▸ **Short task**
Print the material below word for word, line by line, but leave out the pictures.

▸ **Data for processing**
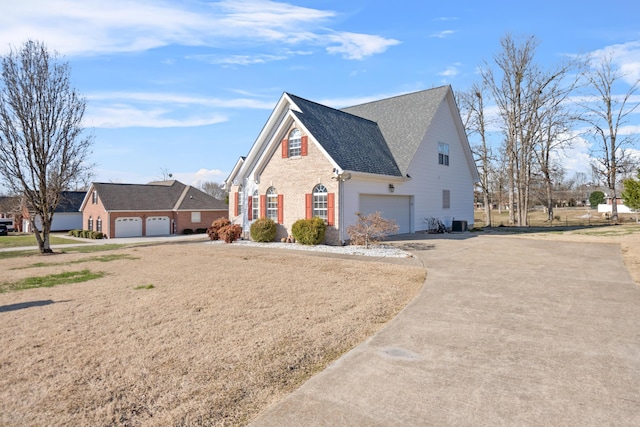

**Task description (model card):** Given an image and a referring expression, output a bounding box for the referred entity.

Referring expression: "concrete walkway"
[252,233,640,426]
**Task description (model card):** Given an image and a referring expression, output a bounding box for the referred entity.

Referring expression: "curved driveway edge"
[251,233,640,426]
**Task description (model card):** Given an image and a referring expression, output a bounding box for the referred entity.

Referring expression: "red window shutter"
[278,194,284,224]
[260,194,267,218]
[327,193,336,225]
[304,193,313,219]
[233,192,240,216]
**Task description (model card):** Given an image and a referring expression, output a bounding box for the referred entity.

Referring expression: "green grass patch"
[0,234,88,249]
[0,270,105,293]
[10,254,138,270]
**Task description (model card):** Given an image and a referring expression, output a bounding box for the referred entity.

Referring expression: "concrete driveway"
[252,233,640,426]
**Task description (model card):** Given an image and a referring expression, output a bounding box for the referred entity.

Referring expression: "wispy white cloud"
[179,168,228,187]
[187,54,288,65]
[85,92,273,128]
[87,92,273,110]
[0,0,399,63]
[84,104,227,128]
[429,30,455,39]
[327,32,400,59]
[590,40,640,84]
[438,62,462,77]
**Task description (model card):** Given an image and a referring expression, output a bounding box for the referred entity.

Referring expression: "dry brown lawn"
[0,243,425,426]
[484,223,640,285]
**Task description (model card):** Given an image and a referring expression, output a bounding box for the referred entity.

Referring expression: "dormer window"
[438,142,449,166]
[289,129,302,157]
[282,128,309,159]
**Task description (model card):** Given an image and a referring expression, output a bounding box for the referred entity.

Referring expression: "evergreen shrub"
[291,217,327,245]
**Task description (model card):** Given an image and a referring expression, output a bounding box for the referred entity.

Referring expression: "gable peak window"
[289,128,302,157]
[267,187,278,222]
[438,142,449,166]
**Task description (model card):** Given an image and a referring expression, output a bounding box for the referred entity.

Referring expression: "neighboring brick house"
[28,191,87,233]
[225,86,478,244]
[81,180,228,238]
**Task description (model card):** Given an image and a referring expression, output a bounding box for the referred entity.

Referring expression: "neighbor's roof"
[341,86,451,175]
[287,94,402,176]
[93,180,228,211]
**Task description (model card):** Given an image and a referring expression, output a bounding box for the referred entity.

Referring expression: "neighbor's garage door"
[145,216,170,236]
[116,216,142,237]
[360,194,411,234]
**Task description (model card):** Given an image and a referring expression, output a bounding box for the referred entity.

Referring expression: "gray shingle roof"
[287,86,451,176]
[93,181,228,211]
[342,86,451,175]
[287,94,401,176]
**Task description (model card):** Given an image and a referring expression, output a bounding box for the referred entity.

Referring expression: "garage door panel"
[145,216,170,236]
[360,194,411,234]
[115,217,142,237]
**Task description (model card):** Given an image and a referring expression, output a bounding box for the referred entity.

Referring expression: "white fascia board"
[78,183,95,212]
[447,88,480,183]
[239,93,297,181]
[344,171,411,182]
[224,157,244,191]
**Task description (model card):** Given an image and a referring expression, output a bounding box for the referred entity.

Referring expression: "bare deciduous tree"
[458,83,494,227]
[582,55,640,220]
[0,40,91,253]
[481,35,577,226]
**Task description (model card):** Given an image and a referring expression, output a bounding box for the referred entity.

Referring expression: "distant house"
[225,86,478,244]
[0,196,22,231]
[23,191,87,233]
[80,180,228,238]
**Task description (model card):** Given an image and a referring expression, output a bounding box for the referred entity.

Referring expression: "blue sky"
[0,0,640,189]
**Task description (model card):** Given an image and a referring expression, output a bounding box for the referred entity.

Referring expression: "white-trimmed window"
[289,129,302,157]
[313,184,329,221]
[438,142,449,166]
[251,190,260,219]
[267,187,278,222]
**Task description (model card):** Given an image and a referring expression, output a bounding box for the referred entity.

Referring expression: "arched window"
[289,129,302,157]
[251,190,260,219]
[267,187,278,222]
[313,184,328,221]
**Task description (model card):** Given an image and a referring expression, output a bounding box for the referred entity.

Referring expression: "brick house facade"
[225,86,478,244]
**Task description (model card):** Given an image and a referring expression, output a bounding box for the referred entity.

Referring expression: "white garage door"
[116,216,142,237]
[145,216,170,236]
[360,194,411,234]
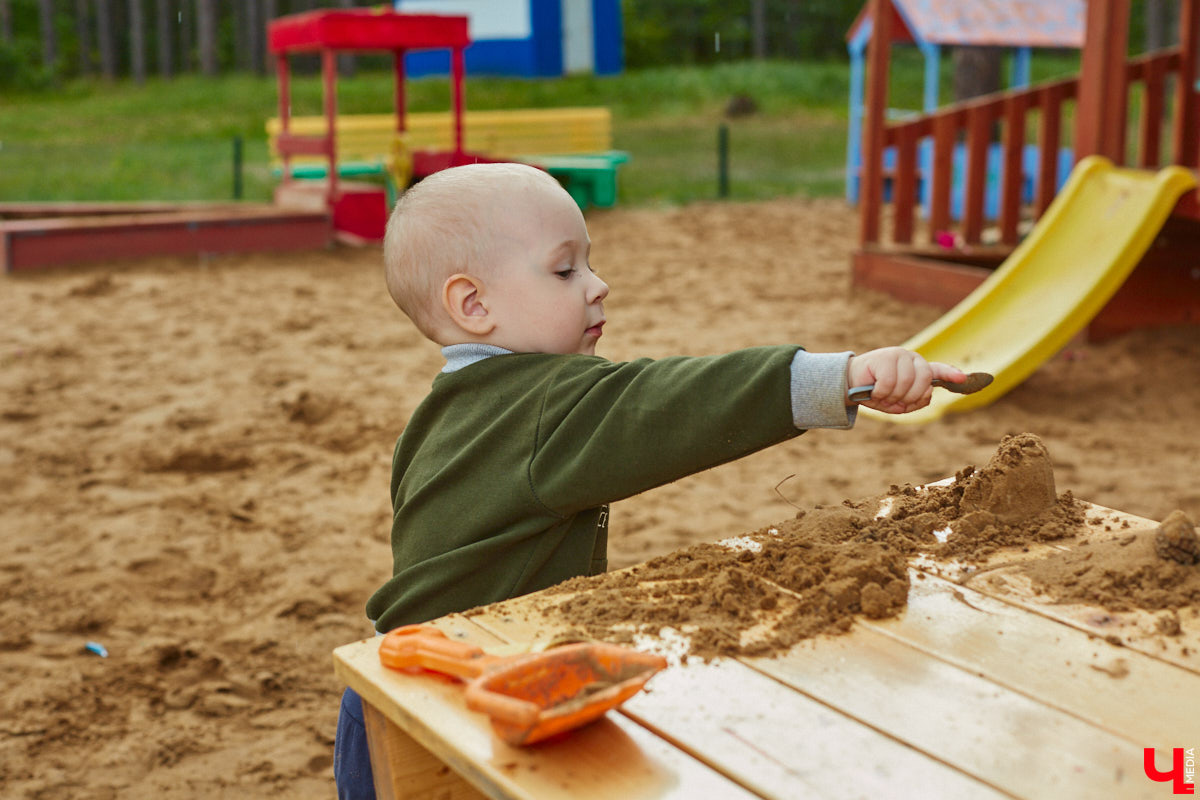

▸ **Response for this exercise**
**Task description (model card):** Given an image and a referring expression, output a bounding box for the referred entity.

Referring expression: "concrete walkway"
[252,233,640,426]
**Task description (model card):** Given an image and a referring expression, output a bounding box for the referred entity.

Referring expression: "curved driveway edge"
[251,233,640,426]
**Task description (model card):** Given an image and a referring expression, output a bounding box for the referred entity.

Referring expression: "red window shutter"
[278,194,284,224]
[260,194,267,218]
[327,193,336,225]
[304,193,313,219]
[233,192,240,216]
**Task description (model card):** Given an image and a referring expression, output a bounding box for the referred entity.

Referring expression: "green grass patch"
[0,234,88,249]
[0,270,105,293]
[10,254,138,270]
**Task description (model card):** Given an image and a referring expression, output a bounding box for the referred entity.

Referring expression: "concrete driveway"
[252,233,640,426]
**Task description (model card):** Given an image and a referring expression, output a bounding box for the referred entity.

Referring expression: "wispy white cloud"
[179,168,228,187]
[187,54,288,65]
[85,92,273,128]
[87,92,273,110]
[0,0,399,63]
[84,104,227,128]
[429,30,455,39]
[327,32,400,59]
[590,40,640,84]
[438,62,462,77]
**Task description (model card):** Given an image and a referring expression, output a bounding box for the referred entity.

Referring expression: "dry brown lawn"
[0,243,425,426]
[484,223,640,285]
**Task description (model card):** Given an image and a referring expression, output a bounding box for the referred entity.

Referring expression: "dormer window"
[438,142,449,166]
[289,129,302,157]
[282,128,309,159]
**Task description (model card):** Given an image and a referring expression, output a bounding box for the referred entity.

Referring expression: "evergreen shrub"
[291,217,327,245]
**Task description (model card):** Given an image and a referring expression, output a bounding box for the referred entity.

Referring expression: "gable peak window"
[289,128,302,157]
[267,187,278,222]
[438,142,449,166]
**Task description (model card):** Given an image and a referring expression, output a bounding box for the referred entity.

Referring expression: "neighboring brick house"
[28,191,87,233]
[225,86,478,244]
[81,180,228,238]
**Task description (model card):** Given an image and a referring expression, output a bounding box for the referred entity.

Referring expression: "neighbor's roof"
[341,86,451,175]
[287,94,402,176]
[93,180,228,211]
**Task description (model card):** Given an image and a referring expression, output a bounding box for the referred entity.

Referring expression: "neighbor's garage door"
[145,216,170,236]
[116,216,142,237]
[360,194,411,234]
**Task description (model card):** Given an image and a referring expression, output a bounding box for the referred entity.

Referring expression: "gray shingle roof"
[287,86,451,176]
[93,181,228,211]
[342,86,451,175]
[287,94,401,176]
**Task description (model card):** Given an image and a referring expression, output a bounding box for the referred entity.

Referring expression: "garage door panel"
[145,216,170,236]
[360,194,411,234]
[115,217,142,237]
**Task description (model card):** Given an image and a referring expression, output a bounding box for the referred entity.

Referring expression: "white fascia board"
[78,183,95,212]
[447,88,480,183]
[239,93,297,181]
[344,171,411,182]
[224,157,244,191]
**Task description (model card):** Given an image and a referring expression, output a bounding box for the referred entity.

Referring expression: "bare deciduous tree"
[458,83,494,227]
[582,55,640,220]
[0,40,91,253]
[481,35,577,226]
**Task description (model card):** Given an image and a referring expression, output a bounding box for the referred entity.

Referring expression: "distant house"
[225,86,478,244]
[0,196,22,231]
[23,191,87,233]
[80,180,228,238]
**Task description (model card):** Given an image and a referring expression, output a bounding box for the referred entity.

Referring expression: "blue sky"
[0,0,640,189]
**Task description (model card):** Given an image and a referring expression, output a bounding box for the referred entity.

Referring expression: "white-trimmed window"
[289,129,302,157]
[313,184,329,221]
[438,142,449,166]
[251,190,260,219]
[267,187,278,222]
**Task description (model card):** Given an image and a referring expression, output a bounding box for the referred entity.

Referring expression: "arched window"
[289,129,302,157]
[251,190,260,219]
[267,187,278,222]
[313,184,328,221]
**Task description (model card):** Given an image and a referring expression, output a bounding box for the referred entity.

Referring expression: "brick house facade"
[225,86,478,244]
**Task description (model card):** Given an image and a referring expression, output a bounding box for the referred entity.

Referring expression: "white garage door"
[116,216,142,237]
[145,216,170,236]
[360,194,411,234]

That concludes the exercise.